***** BRANO DI TESTO *****

Se patriarcato è tradotto come “dominio dei padri”, Matriarcato significa invece “all’inizio le madri”: la parola greca archè ha infatti il doppio significato di inizio e dominio. “Matriarcato”, quindi, non significa “dominio di donne”, ma indica, invece, società create dalle donne.

Scrive Heide Göttner-Abendroth:

Chi crede nel mito del patriarcato universale presenta questa forma di società, relativamente recente, come se fosse esistita in tutto il mondo fin dall’inizio della storia umana. Centinaia di falsità di questo tipo sono state propagate da teorici di orientamento patriarcale. Per prima cosa, non sono capaci di vedere il matriarcato se non attraverso le lenti del modello dominatore. Partendo da questo equivoco cercano in lungo e in largo la testimonianza di un matriarcato fondato sulla dominazione; poi non trovando nessuna testimonianza di una cultura conforme alla loro ipotesi patriarcale di un dominio delle donne, procedono asserendo che i matriarcati non esistono e non sono mai esistiti.

*****

__LE TUE ISTRUZIONI__: Prosegui il brano sul matriarcato partendo subito dopo la sua ultima frase.

***** RIGHE MOSTRATE *****

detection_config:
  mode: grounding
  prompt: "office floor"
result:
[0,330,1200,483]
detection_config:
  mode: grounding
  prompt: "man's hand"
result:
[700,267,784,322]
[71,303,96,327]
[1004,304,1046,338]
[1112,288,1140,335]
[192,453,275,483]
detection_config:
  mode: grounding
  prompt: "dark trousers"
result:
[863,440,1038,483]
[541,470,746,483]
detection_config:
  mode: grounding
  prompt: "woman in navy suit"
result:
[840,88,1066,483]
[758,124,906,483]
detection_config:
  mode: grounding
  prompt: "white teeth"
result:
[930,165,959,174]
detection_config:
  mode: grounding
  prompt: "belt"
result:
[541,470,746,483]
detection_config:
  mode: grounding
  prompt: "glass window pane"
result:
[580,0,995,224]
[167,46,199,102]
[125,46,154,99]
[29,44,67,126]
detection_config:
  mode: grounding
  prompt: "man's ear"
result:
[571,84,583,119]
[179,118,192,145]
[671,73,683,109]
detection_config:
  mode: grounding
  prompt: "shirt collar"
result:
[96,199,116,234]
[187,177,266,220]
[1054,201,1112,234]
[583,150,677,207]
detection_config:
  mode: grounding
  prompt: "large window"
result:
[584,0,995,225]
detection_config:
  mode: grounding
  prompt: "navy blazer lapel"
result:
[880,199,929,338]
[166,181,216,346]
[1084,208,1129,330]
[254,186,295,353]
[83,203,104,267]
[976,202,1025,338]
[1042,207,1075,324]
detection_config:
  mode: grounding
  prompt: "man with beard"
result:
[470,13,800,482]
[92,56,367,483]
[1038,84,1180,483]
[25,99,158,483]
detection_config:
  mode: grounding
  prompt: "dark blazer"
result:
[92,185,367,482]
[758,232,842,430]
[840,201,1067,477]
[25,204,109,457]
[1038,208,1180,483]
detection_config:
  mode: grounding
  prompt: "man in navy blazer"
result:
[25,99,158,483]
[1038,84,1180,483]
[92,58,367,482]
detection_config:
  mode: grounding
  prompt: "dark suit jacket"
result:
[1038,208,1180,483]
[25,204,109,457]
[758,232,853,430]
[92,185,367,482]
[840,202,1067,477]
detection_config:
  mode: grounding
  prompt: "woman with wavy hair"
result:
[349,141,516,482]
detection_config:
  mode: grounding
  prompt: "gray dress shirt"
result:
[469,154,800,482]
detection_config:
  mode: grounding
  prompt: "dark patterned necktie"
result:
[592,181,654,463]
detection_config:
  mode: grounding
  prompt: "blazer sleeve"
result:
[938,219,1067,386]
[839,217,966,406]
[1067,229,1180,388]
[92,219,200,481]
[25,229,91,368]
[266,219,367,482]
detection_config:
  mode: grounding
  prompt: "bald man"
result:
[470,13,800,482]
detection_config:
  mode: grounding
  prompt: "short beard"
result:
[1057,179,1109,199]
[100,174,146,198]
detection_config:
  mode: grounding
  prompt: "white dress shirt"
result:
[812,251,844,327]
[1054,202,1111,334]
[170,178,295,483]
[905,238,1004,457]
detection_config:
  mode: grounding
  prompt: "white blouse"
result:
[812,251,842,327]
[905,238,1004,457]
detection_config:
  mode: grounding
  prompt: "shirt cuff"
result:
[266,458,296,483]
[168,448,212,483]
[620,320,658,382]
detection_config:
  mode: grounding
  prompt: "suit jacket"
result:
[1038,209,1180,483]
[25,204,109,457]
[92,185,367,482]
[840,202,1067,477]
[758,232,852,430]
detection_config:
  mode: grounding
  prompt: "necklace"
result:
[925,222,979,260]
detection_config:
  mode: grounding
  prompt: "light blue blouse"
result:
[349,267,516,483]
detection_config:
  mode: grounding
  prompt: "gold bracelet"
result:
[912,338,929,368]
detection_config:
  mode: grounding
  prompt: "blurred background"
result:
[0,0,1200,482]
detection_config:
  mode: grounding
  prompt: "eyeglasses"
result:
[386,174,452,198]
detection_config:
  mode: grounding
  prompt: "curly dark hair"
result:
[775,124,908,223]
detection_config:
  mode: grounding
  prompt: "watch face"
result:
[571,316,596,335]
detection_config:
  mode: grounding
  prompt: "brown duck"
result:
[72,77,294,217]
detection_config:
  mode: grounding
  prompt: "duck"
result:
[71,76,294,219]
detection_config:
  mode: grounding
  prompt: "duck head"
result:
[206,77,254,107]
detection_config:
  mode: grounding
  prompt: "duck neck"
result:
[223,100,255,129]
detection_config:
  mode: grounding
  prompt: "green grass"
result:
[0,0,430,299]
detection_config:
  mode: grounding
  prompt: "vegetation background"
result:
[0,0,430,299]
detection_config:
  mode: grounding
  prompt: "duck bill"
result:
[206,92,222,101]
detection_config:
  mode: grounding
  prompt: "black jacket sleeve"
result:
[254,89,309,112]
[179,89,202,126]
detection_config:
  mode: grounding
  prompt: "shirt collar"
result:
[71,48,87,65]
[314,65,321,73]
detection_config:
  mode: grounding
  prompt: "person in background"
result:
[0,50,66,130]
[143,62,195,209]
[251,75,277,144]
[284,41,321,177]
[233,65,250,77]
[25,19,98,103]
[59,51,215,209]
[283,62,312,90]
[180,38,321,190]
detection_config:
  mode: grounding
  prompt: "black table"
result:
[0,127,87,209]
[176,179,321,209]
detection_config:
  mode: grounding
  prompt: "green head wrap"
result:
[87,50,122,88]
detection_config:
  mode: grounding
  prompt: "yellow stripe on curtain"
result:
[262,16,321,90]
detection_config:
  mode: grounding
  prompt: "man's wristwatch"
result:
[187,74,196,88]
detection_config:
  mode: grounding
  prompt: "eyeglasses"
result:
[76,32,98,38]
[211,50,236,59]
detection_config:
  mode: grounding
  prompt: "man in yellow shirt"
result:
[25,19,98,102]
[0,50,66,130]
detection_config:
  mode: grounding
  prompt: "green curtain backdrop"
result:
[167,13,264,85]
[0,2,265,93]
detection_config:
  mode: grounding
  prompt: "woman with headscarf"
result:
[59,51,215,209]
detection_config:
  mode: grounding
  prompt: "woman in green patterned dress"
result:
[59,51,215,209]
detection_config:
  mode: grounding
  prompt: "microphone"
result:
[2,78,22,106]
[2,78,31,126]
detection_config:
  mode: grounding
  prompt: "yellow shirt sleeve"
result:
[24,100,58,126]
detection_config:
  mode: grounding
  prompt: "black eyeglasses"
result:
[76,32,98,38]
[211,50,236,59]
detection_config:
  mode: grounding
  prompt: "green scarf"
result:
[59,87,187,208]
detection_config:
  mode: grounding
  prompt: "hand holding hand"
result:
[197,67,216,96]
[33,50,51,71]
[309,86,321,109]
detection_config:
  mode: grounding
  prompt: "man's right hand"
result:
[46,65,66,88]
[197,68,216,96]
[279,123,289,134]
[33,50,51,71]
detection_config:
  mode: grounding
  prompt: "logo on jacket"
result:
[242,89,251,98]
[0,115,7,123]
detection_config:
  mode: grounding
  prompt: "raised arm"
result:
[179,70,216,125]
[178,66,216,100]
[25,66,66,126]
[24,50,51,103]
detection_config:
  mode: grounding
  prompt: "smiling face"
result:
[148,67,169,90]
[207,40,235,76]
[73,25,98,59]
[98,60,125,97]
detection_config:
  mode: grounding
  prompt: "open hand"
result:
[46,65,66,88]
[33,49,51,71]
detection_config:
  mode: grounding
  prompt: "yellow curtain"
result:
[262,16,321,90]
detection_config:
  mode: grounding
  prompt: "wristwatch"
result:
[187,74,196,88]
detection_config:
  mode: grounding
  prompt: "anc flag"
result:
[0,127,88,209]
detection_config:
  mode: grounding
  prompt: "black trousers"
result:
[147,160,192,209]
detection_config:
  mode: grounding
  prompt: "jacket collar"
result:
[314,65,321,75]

*****

__RISPOSTA SCRITTA__:
Nei suoi studi Abendroth dimostra che i matriarcati invece esistono e documenta in profondità il funzionamento, le finalità e l’estetica delle società improntate a valori Materni e di Cura, ossia alla capacità femminile di sostenere e nutrire la vita e quindi all’attitudine ad una responsabilità verso il creato. Se condivisi da donne e uomini, questi orientamenti costituiscono un nuovo modello di civiltà.

Quando ci si concede di riflettere sulle parole e i loro significati, la parola Cura nella nostra realtà, rimanda in modo automatico ad abitudini, incombenze, gesti servili e umili. La cura nel senso patriarcale è banalizzata da un lato perché svela dipendenza, fragilità e vulnerabilità e dall’altro perché viene “naturalmente” affidata alle donne, marginalizzata e resa invisibile. Non solo: priva i maschi della componente relazionale ed empatica dell’umano e impone alle donne l’obbligo della dedizione, dell’essere solo per gli altri.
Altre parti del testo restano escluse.